--- WHAT IS NEEDED ---
Start to finish, return the listing exactly as written.

--- GIVEN INFORMATION ---
= = = = = = =
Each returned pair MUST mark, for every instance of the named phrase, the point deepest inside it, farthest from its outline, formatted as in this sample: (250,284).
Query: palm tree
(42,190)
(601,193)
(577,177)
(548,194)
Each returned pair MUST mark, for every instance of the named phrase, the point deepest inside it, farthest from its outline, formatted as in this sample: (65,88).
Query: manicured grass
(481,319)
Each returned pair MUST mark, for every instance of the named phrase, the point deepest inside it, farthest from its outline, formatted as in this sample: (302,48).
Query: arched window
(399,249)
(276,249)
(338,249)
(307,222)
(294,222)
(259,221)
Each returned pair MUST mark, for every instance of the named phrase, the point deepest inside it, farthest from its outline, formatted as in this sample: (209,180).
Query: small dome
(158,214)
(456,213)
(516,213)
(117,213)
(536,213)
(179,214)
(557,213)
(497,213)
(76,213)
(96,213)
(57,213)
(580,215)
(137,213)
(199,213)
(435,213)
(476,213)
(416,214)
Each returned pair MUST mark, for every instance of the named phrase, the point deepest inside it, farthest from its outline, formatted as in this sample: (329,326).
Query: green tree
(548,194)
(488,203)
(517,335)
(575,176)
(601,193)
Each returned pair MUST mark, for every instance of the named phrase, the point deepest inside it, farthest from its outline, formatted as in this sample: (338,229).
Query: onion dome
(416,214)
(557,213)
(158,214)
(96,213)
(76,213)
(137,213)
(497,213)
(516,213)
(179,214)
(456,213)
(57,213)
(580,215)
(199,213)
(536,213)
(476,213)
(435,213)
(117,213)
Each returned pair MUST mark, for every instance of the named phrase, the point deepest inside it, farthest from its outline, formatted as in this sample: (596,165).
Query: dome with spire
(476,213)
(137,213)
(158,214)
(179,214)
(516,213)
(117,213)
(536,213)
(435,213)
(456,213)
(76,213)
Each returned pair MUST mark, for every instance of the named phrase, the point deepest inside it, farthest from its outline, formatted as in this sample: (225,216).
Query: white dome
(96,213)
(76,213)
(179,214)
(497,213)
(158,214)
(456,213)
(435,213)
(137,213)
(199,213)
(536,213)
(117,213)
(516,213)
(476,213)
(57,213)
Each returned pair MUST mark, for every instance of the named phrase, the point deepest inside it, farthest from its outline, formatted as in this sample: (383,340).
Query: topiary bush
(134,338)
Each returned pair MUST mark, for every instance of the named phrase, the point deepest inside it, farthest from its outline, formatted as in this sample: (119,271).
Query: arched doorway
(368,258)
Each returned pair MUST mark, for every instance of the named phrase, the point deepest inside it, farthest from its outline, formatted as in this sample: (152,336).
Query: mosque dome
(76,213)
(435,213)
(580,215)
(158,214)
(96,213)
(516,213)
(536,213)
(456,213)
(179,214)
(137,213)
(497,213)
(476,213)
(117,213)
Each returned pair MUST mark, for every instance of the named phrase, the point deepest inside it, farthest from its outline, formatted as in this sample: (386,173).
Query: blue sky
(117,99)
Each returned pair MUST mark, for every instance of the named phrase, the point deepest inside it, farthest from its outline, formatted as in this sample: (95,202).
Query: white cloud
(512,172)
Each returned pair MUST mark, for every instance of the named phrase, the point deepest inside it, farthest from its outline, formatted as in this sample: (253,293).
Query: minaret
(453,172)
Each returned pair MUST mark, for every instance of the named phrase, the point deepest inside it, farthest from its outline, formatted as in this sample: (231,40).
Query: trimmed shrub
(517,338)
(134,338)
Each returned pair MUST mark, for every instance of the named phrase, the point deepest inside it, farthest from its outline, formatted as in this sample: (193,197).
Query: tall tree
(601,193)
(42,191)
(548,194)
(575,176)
= = = = = = =
--- ANSWER BOX ---
Each returned pair MUST mark, for every instance of the named phrase, the point deepest inside it, farthest from its outline, formatted as in this sample: (250,284).
Query: palm tree
(42,190)
(601,193)
(577,177)
(548,194)
Each returned pair MUST mark, for every instance of the named phrase, the point deepest inside it, farthest from its outline, formatted as in this sample: (65,88).
Query: manicured grass
(481,319)
Each returned pair MUST mark, for every instance of the named phrase, the point deepest inside it, farthest from its outline, formatted as in this sample: (302,48).
Query: arched window
(399,249)
(276,249)
(338,249)
(307,222)
(294,222)
(259,221)
Each returned pair MUST mark, for every instance of the named phrase, the point deepest inside it, farthest from its outline, formatted as in this sample: (209,180).
Query: small dome
(158,214)
(456,213)
(516,213)
(117,213)
(536,213)
(179,214)
(557,213)
(497,213)
(76,213)
(96,213)
(57,213)
(580,215)
(137,213)
(199,213)
(435,213)
(476,213)
(416,214)
Each returned pair MUST mark, for every instance of the named phrase, the point deepest inside it, farthest from its outline, formatted as in this sample: (329,326).
Query: green tree
(548,194)
(488,203)
(517,335)
(575,176)
(601,193)
Each returned pair MUST mark, for every instance of the named phrase, the point deepest inside it, farthest from its outline, formatted as in this sample: (338,229).
Query: onion dome
(416,214)
(557,213)
(158,214)
(96,213)
(76,213)
(137,213)
(497,213)
(516,213)
(179,214)
(456,213)
(57,213)
(580,215)
(199,213)
(536,213)
(476,213)
(435,213)
(117,213)
Each returned pair MUST mark, for every instance of the named phrase, the point deepest inside it, farthest from its outline, formatted as in this sample: (596,165).
Query: dome with spire
(476,213)
(137,213)
(158,214)
(179,214)
(516,213)
(117,213)
(536,213)
(435,213)
(456,213)
(76,213)
Each returned pair MUST mark, for every instance of the named phrase, the point deepest inside it, farthest from its outline, formatted as in this sample: (225,216).
Query: white dome
(96,213)
(76,213)
(179,214)
(497,213)
(158,214)
(456,213)
(435,213)
(137,213)
(199,213)
(536,213)
(117,213)
(516,213)
(476,213)
(57,213)
Each returned pair MUST mark, for every instance of the named phrase, the point deepest inside it, farthest from its outline, formatted as in this sample: (383,340).
Query: topiary bush
(134,338)
Each returned pair MUST mark, for every instance of the named phrase, the point deepest inside it, farthest from its outline, formatted as in this sample: (119,271).
Query: arched doorway
(368,258)
Each returned pair MUST mark, for every instance of the named phrase, the point deepest inside it, farthest from its outline, formatted as in this sample: (152,336).
Query: mosque dome
(76,213)
(435,213)
(580,215)
(158,214)
(96,213)
(516,213)
(536,213)
(456,213)
(179,214)
(137,213)
(497,213)
(476,213)
(117,213)
Each returned pair MUST mark, for every instance of the named phrase, the point deepest inside it, farthest from its outline, formatted as in this sample: (386,173).
Query: blue sky
(117,99)
Each returned pair MUST mark, for every instance of the named phrase, the point deepest inside it, farthest from its outline, formatted as in this sample: (95,202).
Query: white cloud
(512,172)
Each returned pair MUST mark, for every instance of the named phrase, the point deepest inside it, farthest from its outline, formatted as in this sample: (253,293).
Query: minaret
(453,172)
Each returned pair MUST mark, for every instance of the named phrase, the point deepest inside it, farthest from its outline, formatted as in this sample: (231,40).
Query: trimmed shrub
(517,338)
(134,338)
Each returned pair MUST mark, for every instance of the named phrase, the point deepest inside it, farthest from its outline, formatted as in this sample: (193,197).
Query: tall tree
(601,193)
(42,191)
(548,194)
(575,176)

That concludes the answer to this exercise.